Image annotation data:
.....

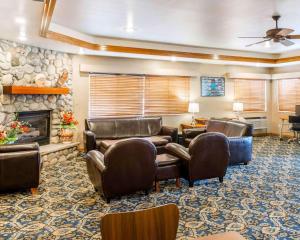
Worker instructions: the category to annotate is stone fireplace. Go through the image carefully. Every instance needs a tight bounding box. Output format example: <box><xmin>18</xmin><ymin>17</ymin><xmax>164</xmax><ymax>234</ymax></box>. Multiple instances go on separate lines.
<box><xmin>17</xmin><ymin>110</ymin><xmax>52</xmax><ymax>145</ymax></box>
<box><xmin>0</xmin><ymin>40</ymin><xmax>73</xmax><ymax>144</ymax></box>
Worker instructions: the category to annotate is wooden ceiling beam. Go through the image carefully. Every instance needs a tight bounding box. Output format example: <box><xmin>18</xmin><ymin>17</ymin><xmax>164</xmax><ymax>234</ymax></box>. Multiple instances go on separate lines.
<box><xmin>40</xmin><ymin>0</ymin><xmax>300</xmax><ymax>64</ymax></box>
<box><xmin>40</xmin><ymin>0</ymin><xmax>56</xmax><ymax>37</ymax></box>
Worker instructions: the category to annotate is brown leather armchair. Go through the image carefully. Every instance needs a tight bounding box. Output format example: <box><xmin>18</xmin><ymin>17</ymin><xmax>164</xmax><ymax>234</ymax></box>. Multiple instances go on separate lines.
<box><xmin>0</xmin><ymin>143</ymin><xmax>42</xmax><ymax>192</ymax></box>
<box><xmin>182</xmin><ymin>119</ymin><xmax>253</xmax><ymax>165</ymax></box>
<box><xmin>86</xmin><ymin>138</ymin><xmax>156</xmax><ymax>203</ymax></box>
<box><xmin>166</xmin><ymin>133</ymin><xmax>230</xmax><ymax>187</ymax></box>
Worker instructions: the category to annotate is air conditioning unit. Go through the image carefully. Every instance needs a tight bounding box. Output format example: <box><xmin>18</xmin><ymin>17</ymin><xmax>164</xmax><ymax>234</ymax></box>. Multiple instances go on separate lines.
<box><xmin>245</xmin><ymin>117</ymin><xmax>268</xmax><ymax>133</ymax></box>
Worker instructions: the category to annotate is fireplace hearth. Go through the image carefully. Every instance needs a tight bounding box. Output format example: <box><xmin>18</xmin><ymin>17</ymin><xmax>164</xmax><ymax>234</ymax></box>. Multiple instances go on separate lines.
<box><xmin>17</xmin><ymin>110</ymin><xmax>52</xmax><ymax>145</ymax></box>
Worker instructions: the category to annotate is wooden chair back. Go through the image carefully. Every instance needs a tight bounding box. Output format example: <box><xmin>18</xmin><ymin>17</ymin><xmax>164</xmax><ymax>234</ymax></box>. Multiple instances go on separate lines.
<box><xmin>101</xmin><ymin>204</ymin><xmax>179</xmax><ymax>240</ymax></box>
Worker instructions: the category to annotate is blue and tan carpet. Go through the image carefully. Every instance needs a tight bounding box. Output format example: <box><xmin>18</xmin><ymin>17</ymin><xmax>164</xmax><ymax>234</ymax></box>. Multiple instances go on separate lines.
<box><xmin>0</xmin><ymin>137</ymin><xmax>300</xmax><ymax>239</ymax></box>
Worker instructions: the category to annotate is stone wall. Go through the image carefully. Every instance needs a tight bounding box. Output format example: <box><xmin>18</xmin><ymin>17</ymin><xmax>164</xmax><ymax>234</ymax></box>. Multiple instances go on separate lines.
<box><xmin>0</xmin><ymin>40</ymin><xmax>73</xmax><ymax>143</ymax></box>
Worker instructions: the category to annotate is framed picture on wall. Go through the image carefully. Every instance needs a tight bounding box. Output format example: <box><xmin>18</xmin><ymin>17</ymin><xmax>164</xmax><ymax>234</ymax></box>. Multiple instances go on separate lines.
<box><xmin>201</xmin><ymin>76</ymin><xmax>225</xmax><ymax>97</ymax></box>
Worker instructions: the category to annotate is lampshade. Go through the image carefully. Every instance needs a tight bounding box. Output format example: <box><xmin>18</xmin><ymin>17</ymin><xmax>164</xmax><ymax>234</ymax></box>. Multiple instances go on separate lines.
<box><xmin>189</xmin><ymin>102</ymin><xmax>199</xmax><ymax>113</ymax></box>
<box><xmin>232</xmin><ymin>102</ymin><xmax>244</xmax><ymax>112</ymax></box>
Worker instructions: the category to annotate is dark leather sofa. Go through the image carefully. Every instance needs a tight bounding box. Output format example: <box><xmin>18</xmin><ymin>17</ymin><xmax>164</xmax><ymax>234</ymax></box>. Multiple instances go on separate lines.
<box><xmin>84</xmin><ymin>117</ymin><xmax>178</xmax><ymax>153</ymax></box>
<box><xmin>166</xmin><ymin>132</ymin><xmax>230</xmax><ymax>187</ymax></box>
<box><xmin>0</xmin><ymin>143</ymin><xmax>42</xmax><ymax>192</ymax></box>
<box><xmin>183</xmin><ymin>119</ymin><xmax>253</xmax><ymax>165</ymax></box>
<box><xmin>86</xmin><ymin>138</ymin><xmax>157</xmax><ymax>202</ymax></box>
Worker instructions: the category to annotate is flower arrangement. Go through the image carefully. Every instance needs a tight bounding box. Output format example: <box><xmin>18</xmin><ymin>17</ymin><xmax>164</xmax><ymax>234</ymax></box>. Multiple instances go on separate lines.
<box><xmin>60</xmin><ymin>111</ymin><xmax>78</xmax><ymax>129</ymax></box>
<box><xmin>0</xmin><ymin>120</ymin><xmax>30</xmax><ymax>145</ymax></box>
<box><xmin>60</xmin><ymin>111</ymin><xmax>78</xmax><ymax>143</ymax></box>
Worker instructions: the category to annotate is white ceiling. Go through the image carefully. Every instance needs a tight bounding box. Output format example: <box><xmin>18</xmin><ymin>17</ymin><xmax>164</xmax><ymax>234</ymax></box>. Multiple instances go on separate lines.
<box><xmin>0</xmin><ymin>0</ymin><xmax>300</xmax><ymax>67</ymax></box>
<box><xmin>52</xmin><ymin>0</ymin><xmax>300</xmax><ymax>53</ymax></box>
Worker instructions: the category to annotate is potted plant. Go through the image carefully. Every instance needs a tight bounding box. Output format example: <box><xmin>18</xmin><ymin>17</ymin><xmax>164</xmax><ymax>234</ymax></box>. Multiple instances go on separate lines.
<box><xmin>60</xmin><ymin>111</ymin><xmax>78</xmax><ymax>143</ymax></box>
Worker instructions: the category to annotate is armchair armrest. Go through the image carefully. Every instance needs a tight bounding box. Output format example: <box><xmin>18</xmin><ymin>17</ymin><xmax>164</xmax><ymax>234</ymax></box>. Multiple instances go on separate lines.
<box><xmin>86</xmin><ymin>150</ymin><xmax>106</xmax><ymax>172</ymax></box>
<box><xmin>228</xmin><ymin>137</ymin><xmax>253</xmax><ymax>164</ymax></box>
<box><xmin>0</xmin><ymin>143</ymin><xmax>39</xmax><ymax>153</ymax></box>
<box><xmin>182</xmin><ymin>128</ymin><xmax>206</xmax><ymax>139</ymax></box>
<box><xmin>83</xmin><ymin>130</ymin><xmax>97</xmax><ymax>152</ymax></box>
<box><xmin>166</xmin><ymin>143</ymin><xmax>191</xmax><ymax>161</ymax></box>
<box><xmin>159</xmin><ymin>126</ymin><xmax>178</xmax><ymax>142</ymax></box>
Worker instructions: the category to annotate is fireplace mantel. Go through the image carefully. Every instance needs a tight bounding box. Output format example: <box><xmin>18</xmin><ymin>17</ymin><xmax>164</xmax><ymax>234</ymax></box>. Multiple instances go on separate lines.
<box><xmin>3</xmin><ymin>86</ymin><xmax>70</xmax><ymax>95</ymax></box>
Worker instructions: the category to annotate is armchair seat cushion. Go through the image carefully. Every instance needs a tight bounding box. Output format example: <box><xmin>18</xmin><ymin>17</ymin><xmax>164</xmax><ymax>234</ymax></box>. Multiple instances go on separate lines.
<box><xmin>155</xmin><ymin>153</ymin><xmax>180</xmax><ymax>167</ymax></box>
<box><xmin>166</xmin><ymin>143</ymin><xmax>191</xmax><ymax>160</ymax></box>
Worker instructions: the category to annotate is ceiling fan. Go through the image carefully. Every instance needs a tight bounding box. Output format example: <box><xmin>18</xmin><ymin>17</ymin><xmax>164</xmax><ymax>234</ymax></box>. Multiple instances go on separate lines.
<box><xmin>239</xmin><ymin>15</ymin><xmax>300</xmax><ymax>47</ymax></box>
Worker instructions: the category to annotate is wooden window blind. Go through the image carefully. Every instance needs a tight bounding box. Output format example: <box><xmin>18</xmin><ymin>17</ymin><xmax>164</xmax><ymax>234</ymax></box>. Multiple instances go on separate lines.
<box><xmin>278</xmin><ymin>79</ymin><xmax>300</xmax><ymax>112</ymax></box>
<box><xmin>234</xmin><ymin>79</ymin><xmax>266</xmax><ymax>112</ymax></box>
<box><xmin>89</xmin><ymin>75</ymin><xmax>144</xmax><ymax>118</ymax></box>
<box><xmin>144</xmin><ymin>76</ymin><xmax>190</xmax><ymax>115</ymax></box>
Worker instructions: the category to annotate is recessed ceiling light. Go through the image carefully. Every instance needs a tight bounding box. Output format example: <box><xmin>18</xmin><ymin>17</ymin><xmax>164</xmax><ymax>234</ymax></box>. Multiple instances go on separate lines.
<box><xmin>125</xmin><ymin>26</ymin><xmax>136</xmax><ymax>33</ymax></box>
<box><xmin>171</xmin><ymin>56</ymin><xmax>177</xmax><ymax>62</ymax></box>
<box><xmin>78</xmin><ymin>47</ymin><xmax>84</xmax><ymax>55</ymax></box>
<box><xmin>15</xmin><ymin>17</ymin><xmax>26</xmax><ymax>24</ymax></box>
<box><xmin>213</xmin><ymin>54</ymin><xmax>219</xmax><ymax>60</ymax></box>
<box><xmin>100</xmin><ymin>45</ymin><xmax>107</xmax><ymax>51</ymax></box>
<box><xmin>18</xmin><ymin>35</ymin><xmax>27</xmax><ymax>42</ymax></box>
<box><xmin>265</xmin><ymin>41</ymin><xmax>271</xmax><ymax>48</ymax></box>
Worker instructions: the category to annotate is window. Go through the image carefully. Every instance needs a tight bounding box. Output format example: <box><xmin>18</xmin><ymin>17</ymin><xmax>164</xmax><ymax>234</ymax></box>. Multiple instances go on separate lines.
<box><xmin>234</xmin><ymin>79</ymin><xmax>266</xmax><ymax>112</ymax></box>
<box><xmin>145</xmin><ymin>76</ymin><xmax>190</xmax><ymax>115</ymax></box>
<box><xmin>89</xmin><ymin>75</ymin><xmax>190</xmax><ymax>118</ymax></box>
<box><xmin>278</xmin><ymin>79</ymin><xmax>300</xmax><ymax>112</ymax></box>
<box><xmin>89</xmin><ymin>75</ymin><xmax>144</xmax><ymax>118</ymax></box>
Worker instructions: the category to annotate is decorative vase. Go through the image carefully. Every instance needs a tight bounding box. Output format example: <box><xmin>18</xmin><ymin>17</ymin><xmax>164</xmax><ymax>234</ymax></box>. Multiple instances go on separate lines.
<box><xmin>60</xmin><ymin>128</ymin><xmax>74</xmax><ymax>143</ymax></box>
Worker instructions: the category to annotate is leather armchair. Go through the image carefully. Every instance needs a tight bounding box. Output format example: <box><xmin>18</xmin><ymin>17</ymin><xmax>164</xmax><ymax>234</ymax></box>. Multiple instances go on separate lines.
<box><xmin>182</xmin><ymin>119</ymin><xmax>253</xmax><ymax>165</ymax></box>
<box><xmin>86</xmin><ymin>138</ymin><xmax>157</xmax><ymax>202</ymax></box>
<box><xmin>0</xmin><ymin>143</ymin><xmax>42</xmax><ymax>192</ymax></box>
<box><xmin>166</xmin><ymin>133</ymin><xmax>230</xmax><ymax>187</ymax></box>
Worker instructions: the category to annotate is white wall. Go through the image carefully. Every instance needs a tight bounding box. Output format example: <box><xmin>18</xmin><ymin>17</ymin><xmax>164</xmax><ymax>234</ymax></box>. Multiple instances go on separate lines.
<box><xmin>73</xmin><ymin>55</ymin><xmax>271</xmax><ymax>146</ymax></box>
<box><xmin>270</xmin><ymin>65</ymin><xmax>300</xmax><ymax>135</ymax></box>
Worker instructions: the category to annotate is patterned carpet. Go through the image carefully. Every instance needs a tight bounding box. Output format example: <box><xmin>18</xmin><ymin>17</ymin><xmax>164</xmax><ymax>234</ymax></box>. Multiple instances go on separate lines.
<box><xmin>0</xmin><ymin>137</ymin><xmax>300</xmax><ymax>239</ymax></box>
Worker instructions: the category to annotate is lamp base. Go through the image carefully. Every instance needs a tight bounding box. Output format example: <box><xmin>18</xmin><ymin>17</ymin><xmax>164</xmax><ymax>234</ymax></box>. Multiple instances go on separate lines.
<box><xmin>191</xmin><ymin>116</ymin><xmax>196</xmax><ymax>126</ymax></box>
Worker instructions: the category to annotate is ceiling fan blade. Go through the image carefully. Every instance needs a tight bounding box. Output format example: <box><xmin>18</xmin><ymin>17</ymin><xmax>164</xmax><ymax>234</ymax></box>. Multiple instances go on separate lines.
<box><xmin>279</xmin><ymin>39</ymin><xmax>295</xmax><ymax>47</ymax></box>
<box><xmin>239</xmin><ymin>37</ymin><xmax>266</xmax><ymax>38</ymax></box>
<box><xmin>276</xmin><ymin>28</ymin><xmax>294</xmax><ymax>37</ymax></box>
<box><xmin>246</xmin><ymin>38</ymin><xmax>272</xmax><ymax>47</ymax></box>
<box><xmin>286</xmin><ymin>35</ymin><xmax>300</xmax><ymax>39</ymax></box>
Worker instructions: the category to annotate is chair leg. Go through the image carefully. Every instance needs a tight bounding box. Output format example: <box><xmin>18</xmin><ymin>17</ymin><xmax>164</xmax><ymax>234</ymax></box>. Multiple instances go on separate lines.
<box><xmin>219</xmin><ymin>177</ymin><xmax>223</xmax><ymax>183</ymax></box>
<box><xmin>155</xmin><ymin>181</ymin><xmax>160</xmax><ymax>192</ymax></box>
<box><xmin>30</xmin><ymin>188</ymin><xmax>38</xmax><ymax>195</ymax></box>
<box><xmin>176</xmin><ymin>178</ymin><xmax>181</xmax><ymax>188</ymax></box>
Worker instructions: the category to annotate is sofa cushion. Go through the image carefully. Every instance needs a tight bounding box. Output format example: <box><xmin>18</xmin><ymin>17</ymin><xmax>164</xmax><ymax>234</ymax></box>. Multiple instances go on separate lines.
<box><xmin>86</xmin><ymin>117</ymin><xmax>162</xmax><ymax>139</ymax></box>
<box><xmin>139</xmin><ymin>117</ymin><xmax>162</xmax><ymax>136</ymax></box>
<box><xmin>96</xmin><ymin>136</ymin><xmax>169</xmax><ymax>149</ymax></box>
<box><xmin>100</xmin><ymin>139</ymin><xmax>123</xmax><ymax>149</ymax></box>
<box><xmin>145</xmin><ymin>136</ymin><xmax>169</xmax><ymax>146</ymax></box>
<box><xmin>87</xmin><ymin>119</ymin><xmax>116</xmax><ymax>138</ymax></box>
<box><xmin>225</xmin><ymin>122</ymin><xmax>247</xmax><ymax>137</ymax></box>
<box><xmin>115</xmin><ymin>118</ymin><xmax>141</xmax><ymax>138</ymax></box>
<box><xmin>159</xmin><ymin>135</ymin><xmax>172</xmax><ymax>142</ymax></box>
<box><xmin>206</xmin><ymin>120</ymin><xmax>226</xmax><ymax>134</ymax></box>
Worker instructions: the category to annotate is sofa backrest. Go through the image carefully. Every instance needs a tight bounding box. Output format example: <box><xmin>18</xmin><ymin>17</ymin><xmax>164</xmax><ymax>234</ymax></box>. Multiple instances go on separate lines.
<box><xmin>85</xmin><ymin>117</ymin><xmax>162</xmax><ymax>139</ymax></box>
<box><xmin>207</xmin><ymin>120</ymin><xmax>252</xmax><ymax>137</ymax></box>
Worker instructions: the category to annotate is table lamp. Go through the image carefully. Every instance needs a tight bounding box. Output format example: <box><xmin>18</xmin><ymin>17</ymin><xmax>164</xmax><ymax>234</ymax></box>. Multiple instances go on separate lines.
<box><xmin>232</xmin><ymin>102</ymin><xmax>244</xmax><ymax>119</ymax></box>
<box><xmin>189</xmin><ymin>102</ymin><xmax>199</xmax><ymax>126</ymax></box>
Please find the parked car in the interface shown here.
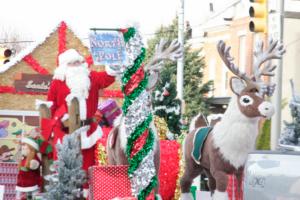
[244,149,300,200]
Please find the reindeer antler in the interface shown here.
[252,40,285,82]
[217,40,285,96]
[217,40,254,83]
[145,39,182,71]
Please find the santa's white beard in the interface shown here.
[65,64,91,99]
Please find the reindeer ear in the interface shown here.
[230,77,246,95]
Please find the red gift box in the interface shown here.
[89,165,131,200]
[227,175,243,200]
[98,99,122,126]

.....

__JOB__: Copy the records from the line with "Please find the reindeer ear" through the end of the records, substituting "wrapped present" for "red gift box" and keeping everything else the same.

__TASK RESULT__:
Please find the reindeer ear in the interface shown here.
[230,77,246,95]
Please find the wrapped present in the interface shown here.
[89,165,131,200]
[227,175,243,200]
[98,99,122,126]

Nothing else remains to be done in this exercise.